→ EXERCISE REQUIREMENTS: Extract every line below that contains the word "sweater", and copy each such line in full.

→ TASK MATERIAL:
▼
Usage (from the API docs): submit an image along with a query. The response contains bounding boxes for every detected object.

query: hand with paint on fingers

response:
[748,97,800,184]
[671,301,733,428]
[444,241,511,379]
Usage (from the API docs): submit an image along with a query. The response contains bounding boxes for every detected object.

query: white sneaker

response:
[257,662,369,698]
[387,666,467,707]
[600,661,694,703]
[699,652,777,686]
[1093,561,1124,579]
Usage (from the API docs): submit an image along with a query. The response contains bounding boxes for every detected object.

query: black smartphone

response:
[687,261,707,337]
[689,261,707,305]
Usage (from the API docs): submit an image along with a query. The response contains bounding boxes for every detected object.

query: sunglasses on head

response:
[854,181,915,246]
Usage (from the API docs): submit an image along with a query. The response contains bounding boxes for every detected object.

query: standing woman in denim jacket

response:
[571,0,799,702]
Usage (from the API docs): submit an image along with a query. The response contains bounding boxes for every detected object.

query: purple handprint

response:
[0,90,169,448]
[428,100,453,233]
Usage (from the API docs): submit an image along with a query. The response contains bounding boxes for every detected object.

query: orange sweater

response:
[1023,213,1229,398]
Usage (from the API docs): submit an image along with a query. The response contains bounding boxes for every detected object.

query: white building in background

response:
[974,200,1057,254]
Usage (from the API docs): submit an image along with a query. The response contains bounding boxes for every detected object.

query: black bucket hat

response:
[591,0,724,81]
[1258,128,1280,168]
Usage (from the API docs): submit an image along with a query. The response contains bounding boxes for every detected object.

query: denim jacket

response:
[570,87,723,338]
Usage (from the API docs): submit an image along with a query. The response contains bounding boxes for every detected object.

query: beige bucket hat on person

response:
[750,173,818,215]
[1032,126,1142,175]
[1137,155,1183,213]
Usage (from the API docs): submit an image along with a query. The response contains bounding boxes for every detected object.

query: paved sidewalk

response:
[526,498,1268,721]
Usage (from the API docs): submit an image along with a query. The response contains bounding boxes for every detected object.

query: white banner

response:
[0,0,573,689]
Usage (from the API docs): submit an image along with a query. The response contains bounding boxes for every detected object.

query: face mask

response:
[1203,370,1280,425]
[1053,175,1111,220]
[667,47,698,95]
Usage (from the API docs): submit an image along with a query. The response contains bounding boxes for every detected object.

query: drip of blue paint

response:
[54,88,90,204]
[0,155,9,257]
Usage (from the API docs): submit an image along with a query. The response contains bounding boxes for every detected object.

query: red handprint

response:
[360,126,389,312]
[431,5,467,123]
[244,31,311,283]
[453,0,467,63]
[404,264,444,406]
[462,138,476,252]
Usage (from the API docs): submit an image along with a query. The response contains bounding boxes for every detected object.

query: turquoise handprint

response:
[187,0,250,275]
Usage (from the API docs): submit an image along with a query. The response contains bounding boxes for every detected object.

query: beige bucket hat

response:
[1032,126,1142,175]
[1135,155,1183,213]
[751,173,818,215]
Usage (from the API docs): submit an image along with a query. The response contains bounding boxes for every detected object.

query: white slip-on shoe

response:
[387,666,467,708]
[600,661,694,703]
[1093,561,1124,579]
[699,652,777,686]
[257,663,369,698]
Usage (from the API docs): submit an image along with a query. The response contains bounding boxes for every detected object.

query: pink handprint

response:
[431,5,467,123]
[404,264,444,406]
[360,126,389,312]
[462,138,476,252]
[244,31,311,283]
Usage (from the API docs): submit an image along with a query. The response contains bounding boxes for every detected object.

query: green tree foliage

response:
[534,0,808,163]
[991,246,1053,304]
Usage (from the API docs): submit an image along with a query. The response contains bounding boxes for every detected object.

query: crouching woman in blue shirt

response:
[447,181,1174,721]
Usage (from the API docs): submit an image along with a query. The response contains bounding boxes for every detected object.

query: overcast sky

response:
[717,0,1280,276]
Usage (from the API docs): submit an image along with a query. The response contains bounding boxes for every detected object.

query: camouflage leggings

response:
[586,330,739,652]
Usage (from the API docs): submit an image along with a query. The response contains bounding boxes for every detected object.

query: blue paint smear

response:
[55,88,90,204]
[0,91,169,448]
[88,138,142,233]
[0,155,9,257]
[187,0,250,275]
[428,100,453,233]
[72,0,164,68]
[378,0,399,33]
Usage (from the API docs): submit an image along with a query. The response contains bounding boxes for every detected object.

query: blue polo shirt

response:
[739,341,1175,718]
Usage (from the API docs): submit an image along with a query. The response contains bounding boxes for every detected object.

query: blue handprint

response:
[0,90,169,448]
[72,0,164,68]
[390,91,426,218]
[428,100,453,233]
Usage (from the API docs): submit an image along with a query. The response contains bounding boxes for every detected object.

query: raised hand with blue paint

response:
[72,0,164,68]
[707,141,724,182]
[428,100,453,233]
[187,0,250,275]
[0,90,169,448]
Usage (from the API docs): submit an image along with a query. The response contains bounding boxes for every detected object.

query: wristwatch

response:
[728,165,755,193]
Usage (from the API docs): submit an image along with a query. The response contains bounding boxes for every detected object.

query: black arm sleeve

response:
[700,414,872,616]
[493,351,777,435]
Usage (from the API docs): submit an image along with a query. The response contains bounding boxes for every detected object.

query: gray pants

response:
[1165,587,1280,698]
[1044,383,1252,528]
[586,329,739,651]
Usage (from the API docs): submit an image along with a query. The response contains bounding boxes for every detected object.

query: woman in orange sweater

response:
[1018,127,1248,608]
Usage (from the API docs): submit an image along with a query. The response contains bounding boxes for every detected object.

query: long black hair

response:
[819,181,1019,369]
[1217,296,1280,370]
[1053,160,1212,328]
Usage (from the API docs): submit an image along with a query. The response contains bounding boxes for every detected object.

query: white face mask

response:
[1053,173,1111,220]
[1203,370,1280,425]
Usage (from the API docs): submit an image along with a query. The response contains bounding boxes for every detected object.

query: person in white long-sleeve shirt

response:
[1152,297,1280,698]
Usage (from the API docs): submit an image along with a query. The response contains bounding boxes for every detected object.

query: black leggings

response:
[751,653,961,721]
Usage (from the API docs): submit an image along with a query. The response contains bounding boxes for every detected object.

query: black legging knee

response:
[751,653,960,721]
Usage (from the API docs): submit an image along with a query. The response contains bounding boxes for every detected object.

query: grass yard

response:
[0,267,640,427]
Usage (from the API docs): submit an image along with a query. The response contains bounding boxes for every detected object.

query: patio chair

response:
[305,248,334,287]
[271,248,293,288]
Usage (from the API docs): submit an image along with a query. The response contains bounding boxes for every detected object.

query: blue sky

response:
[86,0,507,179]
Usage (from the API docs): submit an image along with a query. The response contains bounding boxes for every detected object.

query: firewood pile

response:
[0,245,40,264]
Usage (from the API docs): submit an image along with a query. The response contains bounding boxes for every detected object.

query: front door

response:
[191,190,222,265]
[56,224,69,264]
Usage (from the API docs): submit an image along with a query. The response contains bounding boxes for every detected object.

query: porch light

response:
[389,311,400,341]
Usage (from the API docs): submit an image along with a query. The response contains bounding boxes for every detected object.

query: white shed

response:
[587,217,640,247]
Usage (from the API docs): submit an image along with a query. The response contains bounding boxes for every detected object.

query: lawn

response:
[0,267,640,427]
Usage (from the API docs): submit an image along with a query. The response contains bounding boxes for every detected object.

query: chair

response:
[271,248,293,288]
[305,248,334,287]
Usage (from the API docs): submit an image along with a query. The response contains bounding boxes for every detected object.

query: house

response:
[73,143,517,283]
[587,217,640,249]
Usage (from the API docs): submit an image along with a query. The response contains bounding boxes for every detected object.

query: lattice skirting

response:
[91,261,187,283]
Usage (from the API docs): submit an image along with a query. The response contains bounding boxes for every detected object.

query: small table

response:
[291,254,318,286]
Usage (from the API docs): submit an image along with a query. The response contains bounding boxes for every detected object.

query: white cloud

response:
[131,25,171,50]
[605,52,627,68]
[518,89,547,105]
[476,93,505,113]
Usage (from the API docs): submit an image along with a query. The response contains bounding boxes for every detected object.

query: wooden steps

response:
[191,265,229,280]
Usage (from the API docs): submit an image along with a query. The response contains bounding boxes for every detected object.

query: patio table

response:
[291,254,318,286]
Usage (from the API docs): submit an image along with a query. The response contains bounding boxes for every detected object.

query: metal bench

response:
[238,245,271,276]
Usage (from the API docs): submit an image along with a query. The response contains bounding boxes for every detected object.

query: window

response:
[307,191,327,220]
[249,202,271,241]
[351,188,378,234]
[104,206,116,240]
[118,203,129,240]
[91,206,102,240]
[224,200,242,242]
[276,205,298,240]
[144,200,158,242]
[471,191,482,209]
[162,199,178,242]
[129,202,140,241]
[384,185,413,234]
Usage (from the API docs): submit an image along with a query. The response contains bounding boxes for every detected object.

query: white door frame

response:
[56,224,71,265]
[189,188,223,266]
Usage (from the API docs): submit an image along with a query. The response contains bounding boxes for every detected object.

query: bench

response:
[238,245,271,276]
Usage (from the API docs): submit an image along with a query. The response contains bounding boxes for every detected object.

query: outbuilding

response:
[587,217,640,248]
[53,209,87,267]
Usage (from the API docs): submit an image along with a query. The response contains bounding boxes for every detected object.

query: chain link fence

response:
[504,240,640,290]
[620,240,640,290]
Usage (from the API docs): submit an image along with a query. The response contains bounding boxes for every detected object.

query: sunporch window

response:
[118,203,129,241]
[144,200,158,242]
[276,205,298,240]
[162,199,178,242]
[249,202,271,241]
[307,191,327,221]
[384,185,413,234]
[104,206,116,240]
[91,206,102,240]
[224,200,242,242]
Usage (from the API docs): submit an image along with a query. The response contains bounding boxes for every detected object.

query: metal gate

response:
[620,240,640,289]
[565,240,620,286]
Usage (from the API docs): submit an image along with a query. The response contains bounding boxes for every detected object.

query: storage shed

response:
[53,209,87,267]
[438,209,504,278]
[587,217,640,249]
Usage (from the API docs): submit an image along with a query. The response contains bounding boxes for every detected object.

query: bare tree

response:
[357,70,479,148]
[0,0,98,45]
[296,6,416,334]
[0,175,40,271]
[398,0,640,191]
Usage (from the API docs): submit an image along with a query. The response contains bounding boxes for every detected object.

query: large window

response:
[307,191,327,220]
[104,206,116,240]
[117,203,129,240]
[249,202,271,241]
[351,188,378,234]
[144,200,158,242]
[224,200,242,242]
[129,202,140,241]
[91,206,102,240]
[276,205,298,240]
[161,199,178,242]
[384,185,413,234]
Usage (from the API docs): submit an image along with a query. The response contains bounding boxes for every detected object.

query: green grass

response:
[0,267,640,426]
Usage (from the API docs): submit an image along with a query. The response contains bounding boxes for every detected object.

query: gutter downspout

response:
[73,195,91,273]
▲
→ RESULT FOR THIS EXERCISE:
query: orange sweater
query: woman in orange sweater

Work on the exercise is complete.